Location labeling records:
■ ■ ■ ■ ■
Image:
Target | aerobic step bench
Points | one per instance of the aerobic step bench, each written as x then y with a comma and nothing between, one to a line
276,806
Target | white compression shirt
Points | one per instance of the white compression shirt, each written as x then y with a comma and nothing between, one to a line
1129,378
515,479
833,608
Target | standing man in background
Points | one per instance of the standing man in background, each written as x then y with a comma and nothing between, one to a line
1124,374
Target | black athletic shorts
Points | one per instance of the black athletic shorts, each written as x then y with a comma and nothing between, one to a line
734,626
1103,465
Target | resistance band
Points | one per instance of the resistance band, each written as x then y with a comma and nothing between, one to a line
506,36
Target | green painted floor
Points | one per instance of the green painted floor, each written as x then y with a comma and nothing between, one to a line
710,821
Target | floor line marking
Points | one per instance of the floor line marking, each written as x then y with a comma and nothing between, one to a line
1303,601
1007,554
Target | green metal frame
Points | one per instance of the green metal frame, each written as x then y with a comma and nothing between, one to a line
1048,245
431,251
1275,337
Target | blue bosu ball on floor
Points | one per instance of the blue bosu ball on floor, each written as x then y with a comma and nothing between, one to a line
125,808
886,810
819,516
■ ■ ■ ■ ■
### Task to carry out
Please edit the material above so that every "instance" becomes "occurrence", with nothing else changed.

### Exercise response
Image:
Target | aerobic step bench
Points | one per occurrence of the aerobic step bench, each written as x then y with a comma and nothing between, one to a line
276,806
Target | white compression shirt
Points | one per occurrence of the white compression shirt, each written as x then y with a comma and nothing between, one to a line
1129,378
515,479
833,608
Target | standing man in background
Points | one per occurrence of the standing man in background, each written as x then y with a comma and nothing between, one to a line
1124,374
Target | black athletic shorts
Points | one per occurrence of the black athletic shorts, each written as x then y with a comma and nothing between, one to a line
734,626
1103,465
Target | resistance band
Points | one per occurrence of the resistance band, each written as x then y with a comma and nothing between, one to a line
506,36
Target | green painted floor
Points | one per occurrence of the green painted floor, each written as x then y with a comma and nothing between, one to a line
710,821
Target | floor line marking
Points | one per occurrence of the floor line marking, each written as x then y with a comma and nothing between, one to a line
1303,601
1007,554
Target | green metal frame
Points | one per occurrence of the green metal frame, each written as x then y with a comma and nothing between, one to a line
1048,245
431,251
1275,337
Target | blue bosu ball on floor
Points | one per occurrence of the blue bosu ball on floor, each written as x then y with a comma and nothing between, one to a line
125,808
886,810
819,516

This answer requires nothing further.